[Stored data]
________

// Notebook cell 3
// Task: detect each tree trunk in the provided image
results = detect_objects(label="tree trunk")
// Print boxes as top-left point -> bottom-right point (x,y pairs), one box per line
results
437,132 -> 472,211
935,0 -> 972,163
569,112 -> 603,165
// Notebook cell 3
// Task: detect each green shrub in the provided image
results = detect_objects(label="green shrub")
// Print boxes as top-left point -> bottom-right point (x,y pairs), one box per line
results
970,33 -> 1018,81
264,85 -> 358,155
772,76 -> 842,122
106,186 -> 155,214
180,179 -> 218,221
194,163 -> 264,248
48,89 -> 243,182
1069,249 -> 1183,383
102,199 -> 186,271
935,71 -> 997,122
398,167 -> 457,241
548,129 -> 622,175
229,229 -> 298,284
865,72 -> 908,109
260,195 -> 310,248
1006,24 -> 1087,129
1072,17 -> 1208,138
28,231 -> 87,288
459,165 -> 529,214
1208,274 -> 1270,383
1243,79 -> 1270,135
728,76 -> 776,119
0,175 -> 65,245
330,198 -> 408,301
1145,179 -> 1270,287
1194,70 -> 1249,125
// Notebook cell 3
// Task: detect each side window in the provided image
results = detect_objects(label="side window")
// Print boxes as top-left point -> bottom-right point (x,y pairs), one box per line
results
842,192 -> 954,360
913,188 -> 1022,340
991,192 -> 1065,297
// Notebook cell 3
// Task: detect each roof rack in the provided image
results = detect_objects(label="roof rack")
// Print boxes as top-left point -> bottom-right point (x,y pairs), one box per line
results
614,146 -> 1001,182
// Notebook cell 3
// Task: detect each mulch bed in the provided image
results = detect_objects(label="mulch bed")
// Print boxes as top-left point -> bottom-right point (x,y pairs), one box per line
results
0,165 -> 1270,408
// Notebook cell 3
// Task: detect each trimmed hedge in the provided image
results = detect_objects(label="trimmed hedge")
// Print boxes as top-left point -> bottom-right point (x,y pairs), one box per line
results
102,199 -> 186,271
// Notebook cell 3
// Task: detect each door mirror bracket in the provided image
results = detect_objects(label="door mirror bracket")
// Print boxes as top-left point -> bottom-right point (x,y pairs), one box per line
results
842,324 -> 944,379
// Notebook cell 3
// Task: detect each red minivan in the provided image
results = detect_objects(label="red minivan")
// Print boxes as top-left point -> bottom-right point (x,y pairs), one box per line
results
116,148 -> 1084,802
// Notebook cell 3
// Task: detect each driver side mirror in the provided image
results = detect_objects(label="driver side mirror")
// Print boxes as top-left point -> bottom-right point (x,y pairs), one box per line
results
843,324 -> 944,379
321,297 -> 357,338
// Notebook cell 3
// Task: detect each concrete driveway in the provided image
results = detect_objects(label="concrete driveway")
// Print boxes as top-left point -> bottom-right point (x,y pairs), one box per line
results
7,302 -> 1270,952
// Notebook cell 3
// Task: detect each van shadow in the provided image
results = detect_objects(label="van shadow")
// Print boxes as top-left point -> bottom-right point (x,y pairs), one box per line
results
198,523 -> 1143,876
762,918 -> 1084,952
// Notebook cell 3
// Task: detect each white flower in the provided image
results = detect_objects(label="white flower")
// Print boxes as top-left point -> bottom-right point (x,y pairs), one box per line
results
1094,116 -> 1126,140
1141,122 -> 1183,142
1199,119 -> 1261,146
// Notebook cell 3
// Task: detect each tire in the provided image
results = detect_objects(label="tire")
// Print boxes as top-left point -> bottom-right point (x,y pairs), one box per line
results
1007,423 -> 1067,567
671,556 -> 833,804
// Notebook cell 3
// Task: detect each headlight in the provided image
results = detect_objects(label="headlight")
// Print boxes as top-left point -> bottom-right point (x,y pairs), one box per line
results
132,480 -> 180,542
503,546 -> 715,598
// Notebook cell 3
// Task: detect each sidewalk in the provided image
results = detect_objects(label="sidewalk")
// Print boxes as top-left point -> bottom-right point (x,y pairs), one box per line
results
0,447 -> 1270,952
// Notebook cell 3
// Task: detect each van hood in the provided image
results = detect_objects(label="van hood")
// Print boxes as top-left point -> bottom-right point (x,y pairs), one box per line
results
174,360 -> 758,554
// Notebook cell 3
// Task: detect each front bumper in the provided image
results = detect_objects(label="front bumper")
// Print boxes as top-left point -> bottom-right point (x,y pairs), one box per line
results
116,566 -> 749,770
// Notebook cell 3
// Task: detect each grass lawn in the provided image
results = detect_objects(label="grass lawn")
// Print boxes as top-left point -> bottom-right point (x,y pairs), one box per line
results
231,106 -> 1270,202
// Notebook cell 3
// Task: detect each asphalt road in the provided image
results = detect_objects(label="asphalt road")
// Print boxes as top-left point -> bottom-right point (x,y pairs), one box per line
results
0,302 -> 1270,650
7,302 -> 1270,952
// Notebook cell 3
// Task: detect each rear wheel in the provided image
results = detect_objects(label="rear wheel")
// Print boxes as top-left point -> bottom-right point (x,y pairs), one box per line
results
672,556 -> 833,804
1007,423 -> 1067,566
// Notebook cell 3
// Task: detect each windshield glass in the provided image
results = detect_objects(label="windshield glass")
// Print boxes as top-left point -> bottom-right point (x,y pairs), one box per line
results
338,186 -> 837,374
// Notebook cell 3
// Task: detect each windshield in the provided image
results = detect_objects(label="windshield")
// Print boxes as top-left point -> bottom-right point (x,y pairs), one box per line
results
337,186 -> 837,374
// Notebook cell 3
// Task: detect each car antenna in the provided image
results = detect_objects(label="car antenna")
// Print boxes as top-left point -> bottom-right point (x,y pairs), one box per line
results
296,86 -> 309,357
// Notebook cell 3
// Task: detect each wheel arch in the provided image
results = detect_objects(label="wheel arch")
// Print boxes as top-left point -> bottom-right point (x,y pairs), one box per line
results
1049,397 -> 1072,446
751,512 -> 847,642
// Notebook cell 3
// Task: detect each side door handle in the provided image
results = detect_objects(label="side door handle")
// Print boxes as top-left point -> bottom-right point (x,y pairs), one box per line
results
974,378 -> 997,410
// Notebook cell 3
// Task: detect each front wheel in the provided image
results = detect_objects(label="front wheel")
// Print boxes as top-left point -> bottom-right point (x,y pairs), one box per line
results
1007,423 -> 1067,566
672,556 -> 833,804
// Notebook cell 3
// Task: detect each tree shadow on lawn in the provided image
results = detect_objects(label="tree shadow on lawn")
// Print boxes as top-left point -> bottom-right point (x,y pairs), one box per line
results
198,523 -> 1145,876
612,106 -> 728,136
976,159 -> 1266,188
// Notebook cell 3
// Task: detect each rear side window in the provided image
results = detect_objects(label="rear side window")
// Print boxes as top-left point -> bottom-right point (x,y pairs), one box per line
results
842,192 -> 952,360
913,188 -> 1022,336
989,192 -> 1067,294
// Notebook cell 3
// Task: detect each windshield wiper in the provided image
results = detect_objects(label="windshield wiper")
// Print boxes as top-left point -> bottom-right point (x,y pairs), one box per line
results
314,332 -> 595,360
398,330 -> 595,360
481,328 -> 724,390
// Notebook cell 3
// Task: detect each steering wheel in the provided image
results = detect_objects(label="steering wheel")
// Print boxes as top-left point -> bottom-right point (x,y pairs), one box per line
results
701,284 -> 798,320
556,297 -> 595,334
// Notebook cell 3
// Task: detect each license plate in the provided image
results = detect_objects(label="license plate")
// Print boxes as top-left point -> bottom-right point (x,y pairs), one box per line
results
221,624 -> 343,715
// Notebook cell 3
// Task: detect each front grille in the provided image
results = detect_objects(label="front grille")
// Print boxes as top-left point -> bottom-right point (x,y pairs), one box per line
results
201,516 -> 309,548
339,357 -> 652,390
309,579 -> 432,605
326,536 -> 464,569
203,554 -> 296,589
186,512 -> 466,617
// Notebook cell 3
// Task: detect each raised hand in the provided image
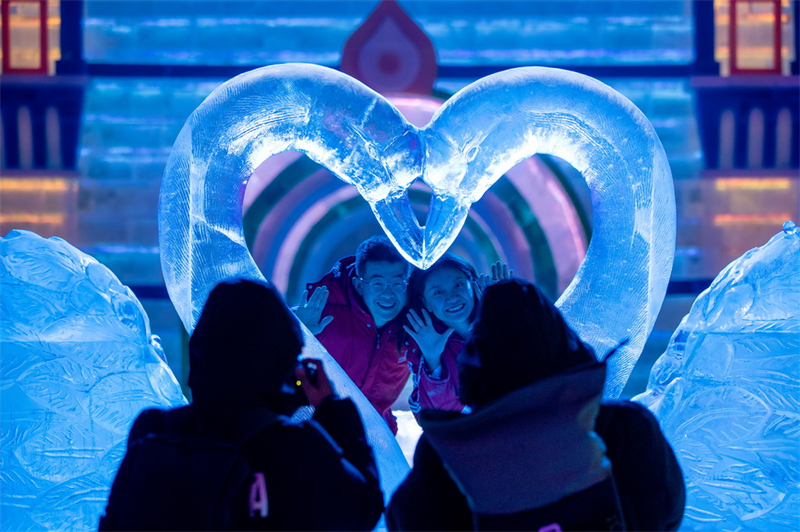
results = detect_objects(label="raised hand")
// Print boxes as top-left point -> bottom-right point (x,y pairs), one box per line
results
403,309 -> 455,371
475,261 -> 514,296
294,286 -> 333,336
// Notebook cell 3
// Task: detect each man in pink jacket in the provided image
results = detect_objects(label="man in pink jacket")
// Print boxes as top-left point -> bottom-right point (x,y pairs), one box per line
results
295,236 -> 411,434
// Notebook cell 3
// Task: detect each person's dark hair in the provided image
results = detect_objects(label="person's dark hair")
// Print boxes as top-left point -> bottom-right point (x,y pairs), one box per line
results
356,235 -> 411,277
189,279 -> 303,416
408,252 -> 479,321
458,279 -> 597,406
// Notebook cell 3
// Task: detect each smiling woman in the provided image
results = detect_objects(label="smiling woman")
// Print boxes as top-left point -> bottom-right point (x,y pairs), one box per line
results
405,253 -> 484,416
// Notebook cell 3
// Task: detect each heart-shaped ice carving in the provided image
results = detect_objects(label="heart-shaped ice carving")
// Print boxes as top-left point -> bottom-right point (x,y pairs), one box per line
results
159,64 -> 675,397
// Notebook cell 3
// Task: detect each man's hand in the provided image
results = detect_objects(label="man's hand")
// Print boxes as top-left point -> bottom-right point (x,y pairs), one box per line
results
403,309 -> 455,372
294,358 -> 333,408
294,286 -> 333,336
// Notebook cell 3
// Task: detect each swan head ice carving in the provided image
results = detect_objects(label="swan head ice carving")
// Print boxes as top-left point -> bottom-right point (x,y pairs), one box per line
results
159,64 -> 675,397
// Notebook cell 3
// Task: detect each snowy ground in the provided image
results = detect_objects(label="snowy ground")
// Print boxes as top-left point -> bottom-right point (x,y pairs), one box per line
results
393,410 -> 422,465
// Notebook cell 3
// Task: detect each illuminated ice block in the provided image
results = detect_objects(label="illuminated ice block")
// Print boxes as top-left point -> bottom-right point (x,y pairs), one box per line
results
636,222 -> 800,531
0,231 -> 186,531
159,64 -> 675,397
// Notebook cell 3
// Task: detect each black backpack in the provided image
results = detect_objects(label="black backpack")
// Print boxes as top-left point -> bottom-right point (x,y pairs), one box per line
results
99,406 -> 280,531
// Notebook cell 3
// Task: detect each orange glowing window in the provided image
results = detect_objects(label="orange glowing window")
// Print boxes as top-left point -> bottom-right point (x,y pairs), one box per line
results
0,0 -> 61,74
714,0 -> 795,76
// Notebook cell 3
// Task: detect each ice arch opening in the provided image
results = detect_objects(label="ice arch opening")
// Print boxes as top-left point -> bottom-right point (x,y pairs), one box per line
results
159,64 -> 675,493
242,95 -> 591,308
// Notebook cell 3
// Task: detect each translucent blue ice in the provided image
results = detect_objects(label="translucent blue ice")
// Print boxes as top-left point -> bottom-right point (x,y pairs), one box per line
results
637,222 -> 800,531
0,231 -> 185,531
159,64 -> 675,397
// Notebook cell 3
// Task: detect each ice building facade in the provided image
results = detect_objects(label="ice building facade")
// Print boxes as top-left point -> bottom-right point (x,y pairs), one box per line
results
0,231 -> 186,531
637,221 -> 800,531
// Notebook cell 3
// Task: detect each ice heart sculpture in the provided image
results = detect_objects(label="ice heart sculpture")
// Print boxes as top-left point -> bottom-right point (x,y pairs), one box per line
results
159,64 -> 675,397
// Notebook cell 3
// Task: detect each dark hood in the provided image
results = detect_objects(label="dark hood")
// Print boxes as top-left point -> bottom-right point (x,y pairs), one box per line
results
189,279 -> 303,415
458,279 -> 597,406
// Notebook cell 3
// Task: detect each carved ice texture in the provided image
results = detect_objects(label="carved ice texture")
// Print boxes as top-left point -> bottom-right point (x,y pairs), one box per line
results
0,231 -> 185,531
159,64 -> 675,404
636,222 -> 800,531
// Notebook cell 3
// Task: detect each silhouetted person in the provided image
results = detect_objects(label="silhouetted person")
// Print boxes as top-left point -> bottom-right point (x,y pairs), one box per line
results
101,280 -> 383,530
387,279 -> 685,531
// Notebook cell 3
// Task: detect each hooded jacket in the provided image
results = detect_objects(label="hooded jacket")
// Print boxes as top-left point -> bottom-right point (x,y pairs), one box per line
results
306,256 -> 409,434
115,280 -> 383,530
406,326 -> 465,421
387,280 -> 685,530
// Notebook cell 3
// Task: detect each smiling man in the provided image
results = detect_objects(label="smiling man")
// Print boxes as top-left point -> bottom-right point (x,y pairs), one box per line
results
295,236 -> 411,434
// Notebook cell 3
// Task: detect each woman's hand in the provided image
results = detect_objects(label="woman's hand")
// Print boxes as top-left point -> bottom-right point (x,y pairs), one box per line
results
294,286 -> 333,336
403,309 -> 455,372
475,261 -> 514,296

________

▶ [TASK DETAILS] Turn the stretch of the data from its start through the line containing "569,112 -> 603,165" into a Markdown table with the columns Row and Line. Leave out any blank lines.

▶ [EXERCISE OUTPUT]
| Row | Line |
|---|---|
| 1 | // Notebook cell 3 |
| 2 | // Task: detect each tree trunk in the provided image |
| 3 | results = detect_objects(label="tree trunk") |
| 4 | // Print boxes as top-left point -> bottom-right point (x,y pairs), one box per line |
| 5 | results |
| 6 | 437,132 -> 472,211 |
| 7 | 935,0 -> 972,163 |
| 8 | 569,112 -> 603,165 |